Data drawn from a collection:
▬▬▬

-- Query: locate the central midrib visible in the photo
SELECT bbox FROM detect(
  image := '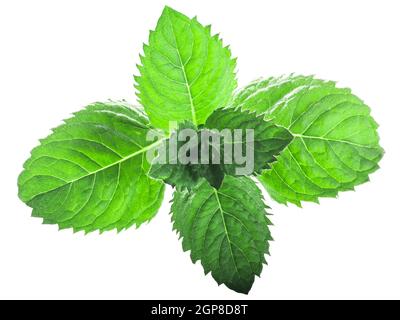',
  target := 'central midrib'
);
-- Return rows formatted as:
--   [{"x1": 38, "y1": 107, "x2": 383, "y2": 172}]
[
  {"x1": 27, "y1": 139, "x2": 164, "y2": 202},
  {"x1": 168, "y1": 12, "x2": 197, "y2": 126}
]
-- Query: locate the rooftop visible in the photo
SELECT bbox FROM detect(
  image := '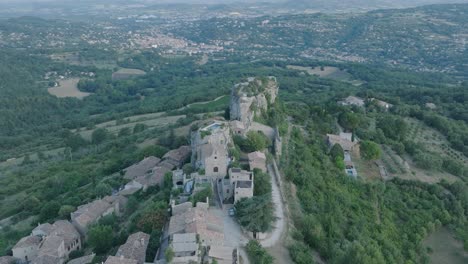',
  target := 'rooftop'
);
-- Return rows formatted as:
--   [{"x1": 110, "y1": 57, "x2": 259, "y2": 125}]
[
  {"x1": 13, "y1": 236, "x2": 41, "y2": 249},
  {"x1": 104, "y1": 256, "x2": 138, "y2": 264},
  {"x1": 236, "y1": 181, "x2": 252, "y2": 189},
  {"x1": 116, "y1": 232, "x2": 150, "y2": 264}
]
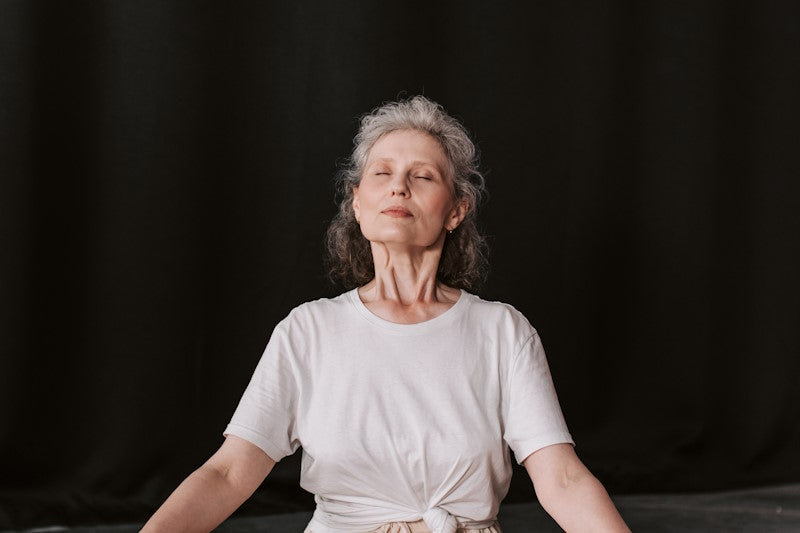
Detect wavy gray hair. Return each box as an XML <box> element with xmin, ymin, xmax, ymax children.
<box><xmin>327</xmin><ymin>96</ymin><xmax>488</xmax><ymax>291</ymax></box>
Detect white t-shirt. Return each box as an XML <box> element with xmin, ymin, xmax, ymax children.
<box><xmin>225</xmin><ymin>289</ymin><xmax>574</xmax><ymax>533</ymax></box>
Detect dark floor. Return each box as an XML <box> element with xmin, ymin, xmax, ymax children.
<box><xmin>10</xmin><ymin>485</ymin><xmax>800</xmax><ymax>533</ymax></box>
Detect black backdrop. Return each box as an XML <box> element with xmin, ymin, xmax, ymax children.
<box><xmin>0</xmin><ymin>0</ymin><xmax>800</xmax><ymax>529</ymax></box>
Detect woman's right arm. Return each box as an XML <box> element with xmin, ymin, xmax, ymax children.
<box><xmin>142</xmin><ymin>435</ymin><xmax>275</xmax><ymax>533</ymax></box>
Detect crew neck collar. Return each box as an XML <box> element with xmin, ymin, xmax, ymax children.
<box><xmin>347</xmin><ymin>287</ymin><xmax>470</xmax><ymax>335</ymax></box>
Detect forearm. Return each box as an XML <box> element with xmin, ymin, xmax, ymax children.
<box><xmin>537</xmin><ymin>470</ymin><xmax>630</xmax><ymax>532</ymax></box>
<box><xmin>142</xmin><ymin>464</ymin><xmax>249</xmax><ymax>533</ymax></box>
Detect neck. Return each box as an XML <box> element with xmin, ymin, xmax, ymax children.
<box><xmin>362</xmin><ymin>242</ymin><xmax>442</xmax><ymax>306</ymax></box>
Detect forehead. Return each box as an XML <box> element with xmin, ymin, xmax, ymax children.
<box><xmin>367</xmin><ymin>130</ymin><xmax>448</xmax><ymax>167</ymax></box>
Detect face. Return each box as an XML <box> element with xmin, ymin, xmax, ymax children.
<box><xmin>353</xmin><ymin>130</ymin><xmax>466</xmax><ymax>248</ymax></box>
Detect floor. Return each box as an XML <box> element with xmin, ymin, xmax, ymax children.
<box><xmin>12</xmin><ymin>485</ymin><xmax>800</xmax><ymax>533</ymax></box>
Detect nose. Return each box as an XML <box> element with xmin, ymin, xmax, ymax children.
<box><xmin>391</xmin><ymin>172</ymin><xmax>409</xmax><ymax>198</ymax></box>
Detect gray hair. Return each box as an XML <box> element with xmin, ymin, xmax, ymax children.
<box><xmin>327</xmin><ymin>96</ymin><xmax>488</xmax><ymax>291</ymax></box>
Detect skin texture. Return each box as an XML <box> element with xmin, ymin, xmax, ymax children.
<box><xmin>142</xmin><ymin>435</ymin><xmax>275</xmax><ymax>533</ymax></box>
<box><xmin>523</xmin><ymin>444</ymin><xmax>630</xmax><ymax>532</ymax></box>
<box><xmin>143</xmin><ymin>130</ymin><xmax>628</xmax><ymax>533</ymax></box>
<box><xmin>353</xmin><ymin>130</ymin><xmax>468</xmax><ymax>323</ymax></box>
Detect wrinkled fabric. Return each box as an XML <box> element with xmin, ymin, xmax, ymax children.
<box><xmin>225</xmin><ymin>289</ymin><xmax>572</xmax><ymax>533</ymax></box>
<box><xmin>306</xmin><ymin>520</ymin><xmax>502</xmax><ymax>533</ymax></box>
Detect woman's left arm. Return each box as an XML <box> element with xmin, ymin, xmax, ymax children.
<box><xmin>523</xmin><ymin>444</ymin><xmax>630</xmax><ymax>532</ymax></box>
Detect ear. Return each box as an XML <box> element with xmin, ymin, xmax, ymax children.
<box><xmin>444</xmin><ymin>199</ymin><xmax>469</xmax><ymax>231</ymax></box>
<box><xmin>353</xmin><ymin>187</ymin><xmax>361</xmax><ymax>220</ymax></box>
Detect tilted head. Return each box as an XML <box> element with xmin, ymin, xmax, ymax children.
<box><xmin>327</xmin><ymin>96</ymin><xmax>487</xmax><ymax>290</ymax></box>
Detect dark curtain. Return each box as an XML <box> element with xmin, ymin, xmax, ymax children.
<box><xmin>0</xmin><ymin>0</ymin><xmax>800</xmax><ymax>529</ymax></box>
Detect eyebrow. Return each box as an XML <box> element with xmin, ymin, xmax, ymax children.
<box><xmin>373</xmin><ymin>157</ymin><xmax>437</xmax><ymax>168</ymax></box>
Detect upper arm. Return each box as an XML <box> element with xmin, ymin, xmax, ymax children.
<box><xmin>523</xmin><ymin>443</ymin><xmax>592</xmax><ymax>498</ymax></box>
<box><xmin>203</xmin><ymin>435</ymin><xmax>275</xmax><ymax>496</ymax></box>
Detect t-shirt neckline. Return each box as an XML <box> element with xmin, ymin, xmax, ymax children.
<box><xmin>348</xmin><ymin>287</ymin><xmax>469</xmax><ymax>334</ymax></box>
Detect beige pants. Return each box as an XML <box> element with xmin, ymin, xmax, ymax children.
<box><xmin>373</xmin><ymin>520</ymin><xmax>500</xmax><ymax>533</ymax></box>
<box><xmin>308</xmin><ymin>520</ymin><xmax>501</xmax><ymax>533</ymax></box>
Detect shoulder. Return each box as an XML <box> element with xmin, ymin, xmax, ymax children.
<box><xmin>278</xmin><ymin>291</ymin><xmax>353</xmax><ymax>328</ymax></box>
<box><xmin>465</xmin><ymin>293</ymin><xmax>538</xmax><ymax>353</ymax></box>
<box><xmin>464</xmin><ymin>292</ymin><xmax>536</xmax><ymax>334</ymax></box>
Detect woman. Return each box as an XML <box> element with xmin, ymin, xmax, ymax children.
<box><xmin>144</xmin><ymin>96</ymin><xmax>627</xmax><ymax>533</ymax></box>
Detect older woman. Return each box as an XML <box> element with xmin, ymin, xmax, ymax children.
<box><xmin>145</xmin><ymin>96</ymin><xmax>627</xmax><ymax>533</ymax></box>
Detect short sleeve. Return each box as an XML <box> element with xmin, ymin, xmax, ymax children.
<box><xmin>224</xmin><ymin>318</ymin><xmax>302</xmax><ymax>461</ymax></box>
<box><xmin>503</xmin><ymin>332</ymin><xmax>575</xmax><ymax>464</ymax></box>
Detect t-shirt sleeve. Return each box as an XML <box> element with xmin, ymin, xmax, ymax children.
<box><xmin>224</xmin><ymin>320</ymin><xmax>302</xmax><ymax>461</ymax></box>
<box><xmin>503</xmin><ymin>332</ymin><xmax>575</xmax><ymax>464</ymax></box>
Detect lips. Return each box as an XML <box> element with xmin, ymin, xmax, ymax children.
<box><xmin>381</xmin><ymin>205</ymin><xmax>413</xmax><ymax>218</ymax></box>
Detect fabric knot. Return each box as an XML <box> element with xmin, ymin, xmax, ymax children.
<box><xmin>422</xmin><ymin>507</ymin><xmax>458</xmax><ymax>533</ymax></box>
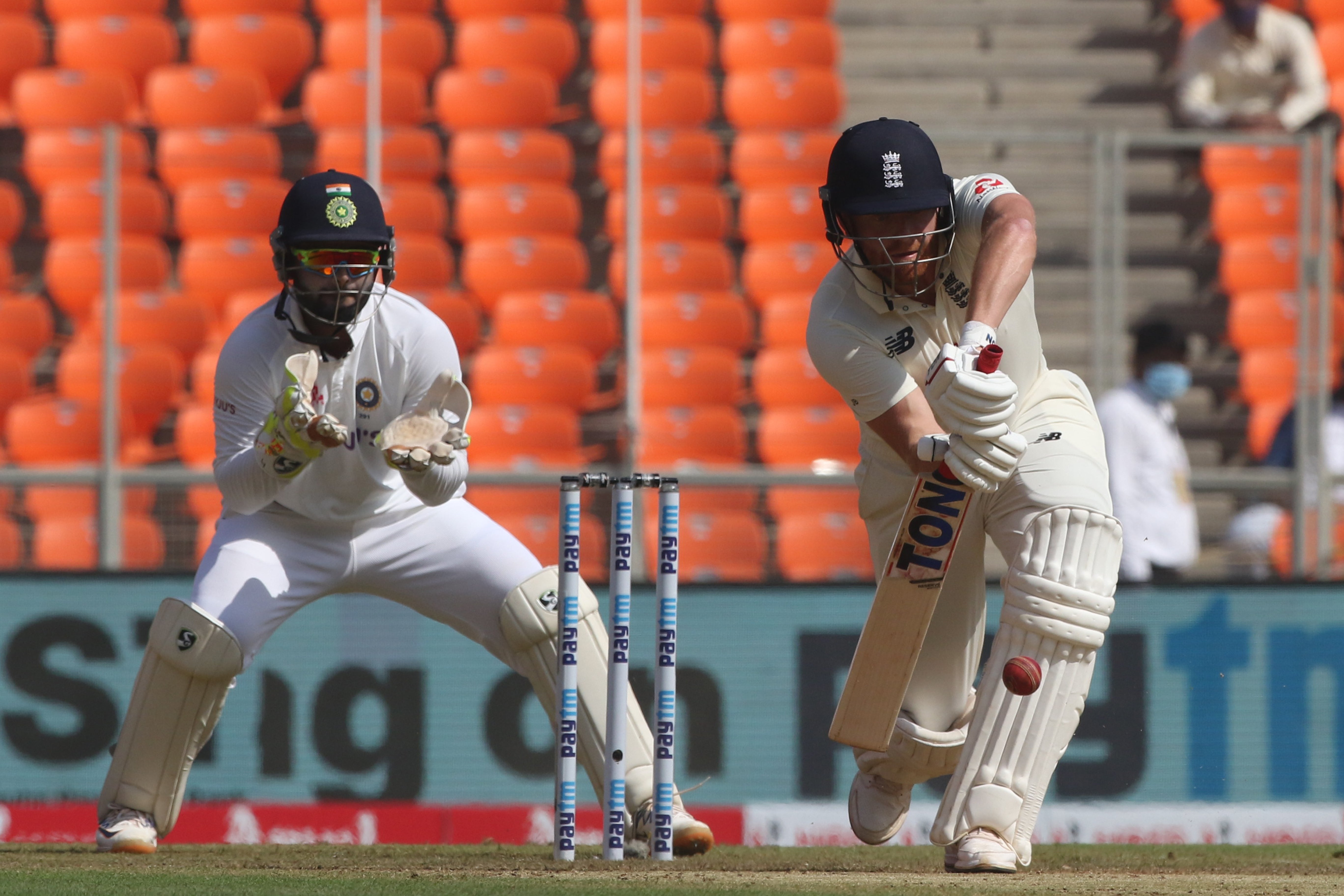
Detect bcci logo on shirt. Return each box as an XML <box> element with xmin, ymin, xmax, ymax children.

▬▬▬

_THE TASK_. Which lines of the material contain the string "hair", matching case exactly? Filter the material down to those lines and copy each one.

_FINAL RESULT_.
Detect wavy gray hair. Return each box as an XML <box> element with xmin, ymin, xmax, ymax children.
Detect gray hair. Return each box as an XML <box> element with xmin, ymin, xmax, ymax children.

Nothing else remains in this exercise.